(Assignment) Word for word, output the data that follows.

[Data items]
┌──
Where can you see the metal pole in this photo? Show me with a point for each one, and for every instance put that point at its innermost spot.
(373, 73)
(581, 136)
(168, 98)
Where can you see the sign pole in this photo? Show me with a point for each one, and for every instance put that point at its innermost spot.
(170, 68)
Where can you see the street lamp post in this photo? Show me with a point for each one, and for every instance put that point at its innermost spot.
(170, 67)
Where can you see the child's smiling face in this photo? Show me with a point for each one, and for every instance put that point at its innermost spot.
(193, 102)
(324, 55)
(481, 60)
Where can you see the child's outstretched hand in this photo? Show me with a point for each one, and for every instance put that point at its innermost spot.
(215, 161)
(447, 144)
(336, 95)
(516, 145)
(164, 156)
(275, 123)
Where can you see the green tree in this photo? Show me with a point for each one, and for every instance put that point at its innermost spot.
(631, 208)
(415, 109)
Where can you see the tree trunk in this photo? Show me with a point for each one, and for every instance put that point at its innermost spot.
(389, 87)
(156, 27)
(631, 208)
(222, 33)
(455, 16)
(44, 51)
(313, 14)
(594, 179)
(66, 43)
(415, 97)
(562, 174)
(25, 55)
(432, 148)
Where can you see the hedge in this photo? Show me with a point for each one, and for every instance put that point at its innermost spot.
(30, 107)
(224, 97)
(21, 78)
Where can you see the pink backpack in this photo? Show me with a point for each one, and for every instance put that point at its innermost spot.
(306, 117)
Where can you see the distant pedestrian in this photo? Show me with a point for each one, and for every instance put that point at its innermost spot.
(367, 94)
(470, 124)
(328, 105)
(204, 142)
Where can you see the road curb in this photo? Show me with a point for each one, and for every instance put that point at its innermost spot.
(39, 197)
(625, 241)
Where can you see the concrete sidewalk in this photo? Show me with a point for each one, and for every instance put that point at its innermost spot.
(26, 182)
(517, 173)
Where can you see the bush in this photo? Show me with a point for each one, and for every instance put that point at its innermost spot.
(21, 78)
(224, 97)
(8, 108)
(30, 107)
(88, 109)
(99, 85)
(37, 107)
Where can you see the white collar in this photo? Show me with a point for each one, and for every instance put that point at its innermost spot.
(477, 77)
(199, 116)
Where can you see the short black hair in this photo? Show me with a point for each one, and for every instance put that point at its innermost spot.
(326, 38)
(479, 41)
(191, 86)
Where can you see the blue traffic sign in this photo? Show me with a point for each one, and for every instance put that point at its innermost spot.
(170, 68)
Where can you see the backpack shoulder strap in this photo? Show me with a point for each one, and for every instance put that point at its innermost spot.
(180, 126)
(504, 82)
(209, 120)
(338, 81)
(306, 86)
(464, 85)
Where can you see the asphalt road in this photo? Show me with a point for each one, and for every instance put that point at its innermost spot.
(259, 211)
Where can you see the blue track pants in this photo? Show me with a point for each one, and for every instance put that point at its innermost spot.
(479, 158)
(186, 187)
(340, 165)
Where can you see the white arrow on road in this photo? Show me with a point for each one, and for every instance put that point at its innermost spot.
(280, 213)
└──
(The answer)
Where can you see the metal pole in this photo? Show me with a point for each one, and for every instance put that point at its innermost spot.
(373, 73)
(581, 136)
(168, 98)
Where can you see the sign pole in this photo? Show me with a point for each one, and for every instance put that point at its innermost spot.
(170, 68)
Where can you see the street lamp post in this photo? Show me with a point for each one, and for every instance put that point at its innermost spot.
(170, 67)
Where can you see the child's smiling face in this photo? Show me with a point for each one, and for every instance put that point at its innermost spot.
(193, 102)
(324, 55)
(481, 60)
Where can you see the child's outstretched hand in this photo? Show me with a point for each one, and for every instance put that point at its innermost spot.
(215, 161)
(447, 144)
(336, 95)
(516, 145)
(164, 156)
(275, 123)
Where can you see the green tree in this photo? Show me with a point for each one, and for every instance put that point at its innermost spot.
(631, 208)
(415, 109)
Where can you see the tree trunk in this photo? Show me with a point for each one, and for every instance put that point at its innermost spot.
(389, 87)
(156, 27)
(631, 208)
(222, 33)
(455, 16)
(44, 51)
(313, 14)
(594, 179)
(66, 43)
(415, 97)
(562, 174)
(25, 55)
(432, 148)
Where can you see the hedge in this photo? Show me with a point for each one, and for every instance put that point at its innermost spot.
(30, 107)
(224, 97)
(21, 78)
Where can you see the pink backpack in this photo? Show me with a point for each one, and for every instance put that point at its innermost spot.
(306, 117)
Where can you see the distant pedestrian in this photo? Show me with a point for each one, and for every instance put that point at its innermost spot.
(367, 94)
(470, 124)
(328, 105)
(204, 142)
Where can you see the road curb in this photo? Show me with a point for each one, and for every instance put that point at its innermost spot.
(39, 197)
(625, 241)
Where can you see the concrete sidewalk in this photo? Show me with a point for each one, and for every instance put that point at its innermost spot.
(26, 182)
(517, 173)
Where can you see the bush in this photo? Show me with a point for each one, and for every instance put that point at its innermost spot.
(21, 78)
(224, 97)
(8, 108)
(30, 107)
(88, 109)
(99, 85)
(37, 107)
Where can you see the white collar in this photo? Show me with a point for each one, and for every instance put that point at its innermost spot.
(477, 77)
(199, 116)
Where can you see the short black hair in this photo? Show me with a point for each one, and for every instance put that point at its innermost spot.
(326, 38)
(479, 41)
(191, 86)
Where can you see the blue traffic sign in this photo? Show me with a point for each one, and for every instance put that point at its innermost spot.
(170, 68)
Where can you see the backpack shoulder strap in this photo? Show me with a point for each one, and for every instance put that point at its innermost spot.
(180, 126)
(504, 82)
(209, 120)
(338, 81)
(306, 86)
(464, 85)
Where can you see the asphalt road in this photo? Show me with a point for each one, and for every instance put that point at its innermost spot.
(259, 211)
Where can you see the blue track pants in this photo? Show me with a point for each one, and for every instance put that point at its innermost spot.
(479, 158)
(186, 187)
(340, 165)
Where can you see the white arrow on road in this photo? Show me with a point for each one, and for every instance put that point at its innermost spot.
(280, 213)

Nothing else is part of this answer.